=== INPUT DATA ===
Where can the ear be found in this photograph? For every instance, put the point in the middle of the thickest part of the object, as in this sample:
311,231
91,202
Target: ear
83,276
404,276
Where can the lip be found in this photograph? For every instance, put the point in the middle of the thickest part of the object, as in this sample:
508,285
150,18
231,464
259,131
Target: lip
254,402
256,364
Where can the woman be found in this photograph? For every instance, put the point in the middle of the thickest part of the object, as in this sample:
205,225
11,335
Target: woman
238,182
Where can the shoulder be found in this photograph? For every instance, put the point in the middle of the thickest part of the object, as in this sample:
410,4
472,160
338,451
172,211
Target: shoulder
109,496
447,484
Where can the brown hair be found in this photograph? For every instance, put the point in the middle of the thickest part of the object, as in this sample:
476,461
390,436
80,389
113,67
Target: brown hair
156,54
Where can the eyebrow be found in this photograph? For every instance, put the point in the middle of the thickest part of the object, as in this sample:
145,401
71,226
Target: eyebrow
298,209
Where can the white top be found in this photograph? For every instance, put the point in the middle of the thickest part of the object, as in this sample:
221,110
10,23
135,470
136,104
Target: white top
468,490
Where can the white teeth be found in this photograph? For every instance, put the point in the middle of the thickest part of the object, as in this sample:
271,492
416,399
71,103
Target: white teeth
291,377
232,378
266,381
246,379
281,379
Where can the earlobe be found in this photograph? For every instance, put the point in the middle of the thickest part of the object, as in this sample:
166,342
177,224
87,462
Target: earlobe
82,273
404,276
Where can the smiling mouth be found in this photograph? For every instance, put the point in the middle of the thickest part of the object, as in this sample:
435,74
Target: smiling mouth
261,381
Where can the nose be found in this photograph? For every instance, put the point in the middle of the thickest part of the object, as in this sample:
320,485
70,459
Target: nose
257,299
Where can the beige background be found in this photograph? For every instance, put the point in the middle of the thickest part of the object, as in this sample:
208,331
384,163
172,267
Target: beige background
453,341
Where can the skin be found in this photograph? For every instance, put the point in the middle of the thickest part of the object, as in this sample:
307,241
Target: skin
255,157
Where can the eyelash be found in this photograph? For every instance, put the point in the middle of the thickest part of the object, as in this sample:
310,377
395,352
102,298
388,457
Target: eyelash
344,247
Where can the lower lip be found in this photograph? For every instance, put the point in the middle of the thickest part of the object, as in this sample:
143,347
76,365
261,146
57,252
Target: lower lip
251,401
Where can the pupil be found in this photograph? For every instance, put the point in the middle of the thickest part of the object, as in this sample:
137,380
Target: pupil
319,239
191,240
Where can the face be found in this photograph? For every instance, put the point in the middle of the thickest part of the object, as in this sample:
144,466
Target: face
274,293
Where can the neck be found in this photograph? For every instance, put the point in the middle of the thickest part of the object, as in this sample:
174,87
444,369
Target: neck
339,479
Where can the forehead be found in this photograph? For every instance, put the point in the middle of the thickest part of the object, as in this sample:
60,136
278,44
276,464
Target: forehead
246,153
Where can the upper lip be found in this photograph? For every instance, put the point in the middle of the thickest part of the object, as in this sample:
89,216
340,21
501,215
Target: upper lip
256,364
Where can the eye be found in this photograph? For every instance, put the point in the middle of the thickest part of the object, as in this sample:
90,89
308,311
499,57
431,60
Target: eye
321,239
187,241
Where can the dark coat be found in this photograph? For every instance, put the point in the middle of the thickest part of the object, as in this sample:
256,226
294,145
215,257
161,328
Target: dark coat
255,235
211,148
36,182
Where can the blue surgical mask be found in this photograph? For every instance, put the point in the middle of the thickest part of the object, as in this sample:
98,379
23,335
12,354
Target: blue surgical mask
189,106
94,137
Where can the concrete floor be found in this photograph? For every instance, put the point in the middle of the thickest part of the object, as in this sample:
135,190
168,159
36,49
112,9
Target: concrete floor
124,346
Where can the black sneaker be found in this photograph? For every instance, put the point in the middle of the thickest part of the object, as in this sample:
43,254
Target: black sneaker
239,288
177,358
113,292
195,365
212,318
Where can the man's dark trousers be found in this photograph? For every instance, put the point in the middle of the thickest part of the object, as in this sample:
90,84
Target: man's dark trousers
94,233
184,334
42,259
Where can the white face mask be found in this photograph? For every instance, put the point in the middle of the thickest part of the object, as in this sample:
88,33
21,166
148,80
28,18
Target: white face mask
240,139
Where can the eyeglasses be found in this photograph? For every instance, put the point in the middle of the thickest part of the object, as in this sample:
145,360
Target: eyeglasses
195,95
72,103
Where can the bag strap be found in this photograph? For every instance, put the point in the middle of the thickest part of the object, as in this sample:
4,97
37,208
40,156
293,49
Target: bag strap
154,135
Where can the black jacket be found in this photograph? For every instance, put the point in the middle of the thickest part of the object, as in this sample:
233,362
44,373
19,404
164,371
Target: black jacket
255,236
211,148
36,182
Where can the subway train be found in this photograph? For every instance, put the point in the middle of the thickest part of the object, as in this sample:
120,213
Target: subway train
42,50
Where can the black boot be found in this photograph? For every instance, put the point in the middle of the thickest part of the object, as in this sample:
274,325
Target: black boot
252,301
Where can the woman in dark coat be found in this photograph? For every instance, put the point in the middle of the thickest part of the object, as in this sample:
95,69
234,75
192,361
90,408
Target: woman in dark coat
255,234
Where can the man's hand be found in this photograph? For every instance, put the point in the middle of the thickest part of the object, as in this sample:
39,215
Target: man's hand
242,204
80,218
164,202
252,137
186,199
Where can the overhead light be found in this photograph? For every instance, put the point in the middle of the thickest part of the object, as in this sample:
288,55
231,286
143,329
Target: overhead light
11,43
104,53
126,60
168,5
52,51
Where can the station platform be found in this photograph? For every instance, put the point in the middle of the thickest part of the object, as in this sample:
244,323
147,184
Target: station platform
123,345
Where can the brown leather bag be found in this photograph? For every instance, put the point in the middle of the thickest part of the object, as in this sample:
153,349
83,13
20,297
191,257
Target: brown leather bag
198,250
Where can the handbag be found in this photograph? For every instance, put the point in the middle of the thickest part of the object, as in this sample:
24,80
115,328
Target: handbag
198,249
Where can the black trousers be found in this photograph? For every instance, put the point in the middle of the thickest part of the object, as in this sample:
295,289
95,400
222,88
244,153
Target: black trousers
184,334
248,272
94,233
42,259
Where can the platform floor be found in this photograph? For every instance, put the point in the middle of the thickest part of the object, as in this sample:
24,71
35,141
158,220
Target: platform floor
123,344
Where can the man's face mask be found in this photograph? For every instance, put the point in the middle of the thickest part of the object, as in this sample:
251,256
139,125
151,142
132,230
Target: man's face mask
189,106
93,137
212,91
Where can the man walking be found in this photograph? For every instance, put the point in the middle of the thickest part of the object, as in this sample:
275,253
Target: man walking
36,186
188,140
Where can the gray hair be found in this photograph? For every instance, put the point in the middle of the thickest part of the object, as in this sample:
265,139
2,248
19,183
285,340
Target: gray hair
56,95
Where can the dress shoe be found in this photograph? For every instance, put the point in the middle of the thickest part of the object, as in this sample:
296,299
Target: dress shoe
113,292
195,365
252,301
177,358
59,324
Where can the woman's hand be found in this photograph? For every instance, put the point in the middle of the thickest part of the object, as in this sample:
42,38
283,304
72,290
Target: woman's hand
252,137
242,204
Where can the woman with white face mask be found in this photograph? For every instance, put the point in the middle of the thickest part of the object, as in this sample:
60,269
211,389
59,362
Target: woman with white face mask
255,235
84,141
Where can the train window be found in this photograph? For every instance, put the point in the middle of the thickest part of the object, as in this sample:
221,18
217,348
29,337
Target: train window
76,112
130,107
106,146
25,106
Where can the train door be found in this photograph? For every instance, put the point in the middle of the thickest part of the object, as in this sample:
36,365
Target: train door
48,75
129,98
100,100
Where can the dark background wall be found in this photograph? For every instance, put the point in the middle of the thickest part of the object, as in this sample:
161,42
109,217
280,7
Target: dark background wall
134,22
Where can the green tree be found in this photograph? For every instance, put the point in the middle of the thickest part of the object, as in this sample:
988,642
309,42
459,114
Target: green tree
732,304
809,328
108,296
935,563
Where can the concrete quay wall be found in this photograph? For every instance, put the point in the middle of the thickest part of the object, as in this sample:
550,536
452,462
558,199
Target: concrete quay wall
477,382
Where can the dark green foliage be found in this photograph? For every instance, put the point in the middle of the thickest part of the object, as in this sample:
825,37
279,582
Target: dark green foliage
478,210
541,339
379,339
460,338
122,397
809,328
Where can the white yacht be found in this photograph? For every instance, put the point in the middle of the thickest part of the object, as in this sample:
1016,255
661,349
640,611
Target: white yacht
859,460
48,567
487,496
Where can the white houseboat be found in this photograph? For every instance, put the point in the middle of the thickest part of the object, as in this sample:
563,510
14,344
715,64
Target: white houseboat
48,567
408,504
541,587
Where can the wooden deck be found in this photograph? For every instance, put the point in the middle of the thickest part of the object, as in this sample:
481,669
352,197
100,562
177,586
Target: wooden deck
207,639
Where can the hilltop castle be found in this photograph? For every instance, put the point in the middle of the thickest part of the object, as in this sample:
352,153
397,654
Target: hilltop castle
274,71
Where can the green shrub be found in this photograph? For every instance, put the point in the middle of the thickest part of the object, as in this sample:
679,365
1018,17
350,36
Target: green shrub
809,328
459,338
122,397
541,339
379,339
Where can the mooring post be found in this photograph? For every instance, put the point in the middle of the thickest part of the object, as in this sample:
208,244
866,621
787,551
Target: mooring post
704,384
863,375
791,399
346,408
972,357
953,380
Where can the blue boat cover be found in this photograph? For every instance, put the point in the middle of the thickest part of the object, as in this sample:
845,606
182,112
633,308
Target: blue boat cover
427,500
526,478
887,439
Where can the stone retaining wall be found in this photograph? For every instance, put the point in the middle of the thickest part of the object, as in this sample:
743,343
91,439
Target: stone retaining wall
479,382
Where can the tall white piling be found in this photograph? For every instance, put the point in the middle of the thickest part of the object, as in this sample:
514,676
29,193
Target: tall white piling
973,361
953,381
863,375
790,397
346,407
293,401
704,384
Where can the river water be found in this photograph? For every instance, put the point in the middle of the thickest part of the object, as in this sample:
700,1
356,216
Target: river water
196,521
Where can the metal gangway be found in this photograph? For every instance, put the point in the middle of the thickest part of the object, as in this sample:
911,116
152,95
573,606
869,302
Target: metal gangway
===
*PROBLEM REQUIREMENTS:*
All lines in the entries above that hold the word "gangway" need to be copied.

*TASK SOLUTION:*
Where can the metal gangway be found in this photograph? For every instance, put the point in the middle of the thickest part of the object, as in this sample:
Target: metal gangway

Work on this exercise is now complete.